Repeat each of the entries below word for word, leaving out the pictures.
──────────────────────────────
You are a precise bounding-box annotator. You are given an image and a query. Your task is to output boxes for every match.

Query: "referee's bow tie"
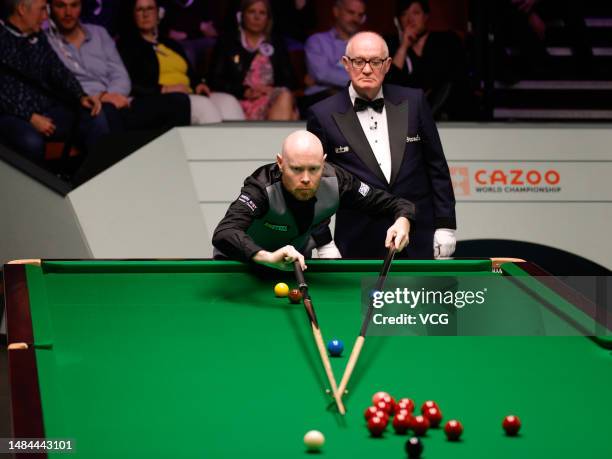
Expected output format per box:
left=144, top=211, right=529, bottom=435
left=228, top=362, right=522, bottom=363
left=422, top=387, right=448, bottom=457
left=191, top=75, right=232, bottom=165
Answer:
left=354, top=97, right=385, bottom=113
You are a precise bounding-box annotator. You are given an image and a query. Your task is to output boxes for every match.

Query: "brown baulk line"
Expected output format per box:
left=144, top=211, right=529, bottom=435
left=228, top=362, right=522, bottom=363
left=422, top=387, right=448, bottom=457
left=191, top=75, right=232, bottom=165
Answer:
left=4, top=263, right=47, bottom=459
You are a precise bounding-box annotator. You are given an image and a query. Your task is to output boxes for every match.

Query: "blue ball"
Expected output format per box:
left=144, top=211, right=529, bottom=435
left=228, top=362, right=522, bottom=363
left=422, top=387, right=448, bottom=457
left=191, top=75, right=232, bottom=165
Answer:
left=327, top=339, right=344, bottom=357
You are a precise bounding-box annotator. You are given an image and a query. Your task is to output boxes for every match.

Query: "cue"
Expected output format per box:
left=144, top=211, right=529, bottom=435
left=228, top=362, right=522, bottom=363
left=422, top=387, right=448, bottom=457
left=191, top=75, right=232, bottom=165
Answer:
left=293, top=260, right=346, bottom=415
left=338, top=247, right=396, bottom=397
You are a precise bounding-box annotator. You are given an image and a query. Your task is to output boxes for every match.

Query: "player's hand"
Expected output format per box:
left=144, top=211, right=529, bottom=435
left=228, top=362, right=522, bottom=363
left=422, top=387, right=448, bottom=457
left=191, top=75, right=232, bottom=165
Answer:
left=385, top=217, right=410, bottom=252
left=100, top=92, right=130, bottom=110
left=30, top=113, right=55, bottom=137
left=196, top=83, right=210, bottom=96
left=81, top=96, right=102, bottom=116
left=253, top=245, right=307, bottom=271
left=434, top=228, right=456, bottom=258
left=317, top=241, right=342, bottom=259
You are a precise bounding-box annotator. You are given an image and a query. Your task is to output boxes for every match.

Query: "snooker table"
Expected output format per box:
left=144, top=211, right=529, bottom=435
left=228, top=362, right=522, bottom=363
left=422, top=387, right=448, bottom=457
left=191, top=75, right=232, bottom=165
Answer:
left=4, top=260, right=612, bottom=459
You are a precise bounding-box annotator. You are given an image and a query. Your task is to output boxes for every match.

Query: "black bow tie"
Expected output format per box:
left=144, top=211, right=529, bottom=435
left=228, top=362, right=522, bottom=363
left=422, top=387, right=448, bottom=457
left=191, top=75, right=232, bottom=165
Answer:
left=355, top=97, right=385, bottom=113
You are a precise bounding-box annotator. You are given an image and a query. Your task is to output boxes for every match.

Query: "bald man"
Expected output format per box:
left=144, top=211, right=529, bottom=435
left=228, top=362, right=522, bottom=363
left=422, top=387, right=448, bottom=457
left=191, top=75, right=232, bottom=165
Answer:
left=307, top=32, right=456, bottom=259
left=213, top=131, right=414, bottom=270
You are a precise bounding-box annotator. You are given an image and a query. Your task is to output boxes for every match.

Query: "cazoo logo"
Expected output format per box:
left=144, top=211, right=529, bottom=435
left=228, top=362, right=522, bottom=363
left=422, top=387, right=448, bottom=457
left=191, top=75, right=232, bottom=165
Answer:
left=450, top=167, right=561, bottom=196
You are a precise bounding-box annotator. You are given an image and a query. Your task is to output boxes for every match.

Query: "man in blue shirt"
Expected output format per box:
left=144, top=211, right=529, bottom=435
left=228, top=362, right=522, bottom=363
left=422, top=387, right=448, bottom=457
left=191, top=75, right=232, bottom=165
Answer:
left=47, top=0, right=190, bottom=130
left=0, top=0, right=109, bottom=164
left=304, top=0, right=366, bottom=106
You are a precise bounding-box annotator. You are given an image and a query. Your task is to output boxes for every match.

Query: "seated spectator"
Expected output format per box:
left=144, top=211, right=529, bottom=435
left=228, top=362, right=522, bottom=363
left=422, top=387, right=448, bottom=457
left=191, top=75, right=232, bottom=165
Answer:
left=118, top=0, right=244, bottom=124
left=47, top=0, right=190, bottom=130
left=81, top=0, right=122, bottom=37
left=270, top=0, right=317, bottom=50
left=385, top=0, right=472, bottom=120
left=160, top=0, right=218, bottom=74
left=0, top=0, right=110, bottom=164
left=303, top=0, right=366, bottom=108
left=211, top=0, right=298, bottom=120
──────────────────────────────
§ **Result for this task**:
You are a precise bounding-box annotator. You are given an image and a query. Your task is to output boxes for every match.

Query: "referee's bow tie"
Expected output format per box:
left=144, top=211, right=529, bottom=435
left=228, top=362, right=522, bottom=363
left=422, top=387, right=448, bottom=457
left=191, top=75, right=232, bottom=165
Answer:
left=354, top=97, right=385, bottom=113
You are a precise bounding-box annotator. You are given an image and a query. Your task is to output boxes for every match.

Query: "brown baulk line"
Expected output format per box:
left=144, top=211, right=529, bottom=435
left=228, top=362, right=522, bottom=363
left=422, top=387, right=448, bottom=457
left=191, top=75, right=232, bottom=165
Answer:
left=4, top=263, right=47, bottom=459
You are a precise bounding-box annotator. You are given an image and a query. Your task is to output boxes for every match.

Query: "blue ball"
Expected output format per box:
left=144, top=211, right=529, bottom=435
left=228, top=362, right=522, bottom=363
left=422, top=387, right=448, bottom=457
left=191, top=75, right=232, bottom=165
Answer:
left=327, top=339, right=344, bottom=357
You are a precise bounding-box annotator. You are given an image and a query. Your task is to output boxes for every match.

Query: "cue"
Expected output format per box:
left=144, top=211, right=529, bottom=435
left=228, top=362, right=522, bottom=363
left=422, top=387, right=448, bottom=457
left=191, top=75, right=232, bottom=165
Answer:
left=293, top=260, right=346, bottom=415
left=338, top=247, right=396, bottom=397
You are a precise bounding-box annotator. You are given an image and a query. Your task is to output boxes for every match.

Query: "player's hand"
Expected output format per box:
left=144, top=211, right=529, bottom=435
left=228, top=362, right=522, bottom=363
left=422, top=387, right=448, bottom=457
left=191, top=75, right=232, bottom=165
Answer:
left=385, top=217, right=410, bottom=252
left=100, top=92, right=130, bottom=110
left=30, top=113, right=55, bottom=137
left=196, top=83, right=210, bottom=96
left=81, top=96, right=102, bottom=116
left=253, top=245, right=307, bottom=271
left=434, top=228, right=456, bottom=258
left=317, top=241, right=342, bottom=259
You are a precise bounding-box annotator. You are given an image and a query. Your task is to output boxes for every match.

Query: "snooker table"
Expected output format per box:
left=144, top=211, right=529, bottom=435
left=228, top=362, right=522, bottom=363
left=422, top=387, right=448, bottom=457
left=191, top=75, right=232, bottom=165
Answer:
left=4, top=260, right=612, bottom=459
You are a precise bounding-box annotator. You are given an image and a query. Your task is to output boxes for every match.

Query: "black bow tie"
Expected output format per box:
left=144, top=211, right=529, bottom=435
left=228, top=362, right=522, bottom=363
left=422, top=387, right=448, bottom=457
left=191, top=75, right=232, bottom=165
Answer:
left=355, top=97, right=385, bottom=113
You are a precise bounding-box annotator. You are given an image and a query. Your task is to output boxes for every match.

Query: "bald man"
Expected output format per box:
left=144, top=211, right=529, bottom=435
left=228, top=362, right=522, bottom=363
left=422, top=387, right=448, bottom=457
left=191, top=75, right=232, bottom=165
Answer:
left=307, top=32, right=456, bottom=259
left=213, top=131, right=414, bottom=270
You are a precise bounding-box annotator. You are given an image and a query. Your task is to output boxes for every match.

Query: "cazoo logo"
Expected output format per box:
left=144, top=211, right=529, bottom=435
left=228, top=362, right=522, bottom=363
left=422, top=387, right=448, bottom=457
left=191, top=75, right=232, bottom=165
Answer:
left=450, top=167, right=561, bottom=196
You are a precise bounding-box annotator. You are given an image and a query. Your task is to output boxes for every match.

Query: "man in blue shirt"
Expected output format per box:
left=144, top=211, right=529, bottom=435
left=228, top=362, right=522, bottom=363
left=422, top=387, right=448, bottom=457
left=191, top=75, right=232, bottom=165
Answer:
left=47, top=0, right=190, bottom=130
left=0, top=0, right=109, bottom=164
left=304, top=0, right=366, bottom=106
You are a precise bounding-box annotator. You are given an image and a query. Your task is to output boxes for every match.

Query: "seated spectator"
Expected output format per box:
left=144, top=211, right=529, bottom=435
left=228, top=362, right=522, bottom=363
left=422, top=387, right=448, bottom=457
left=191, top=75, right=232, bottom=165
Answer:
left=118, top=0, right=244, bottom=124
left=47, top=0, right=190, bottom=130
left=81, top=0, right=122, bottom=37
left=270, top=0, right=317, bottom=50
left=385, top=0, right=472, bottom=120
left=160, top=0, right=218, bottom=74
left=0, top=0, right=110, bottom=164
left=303, top=0, right=366, bottom=108
left=211, top=0, right=298, bottom=120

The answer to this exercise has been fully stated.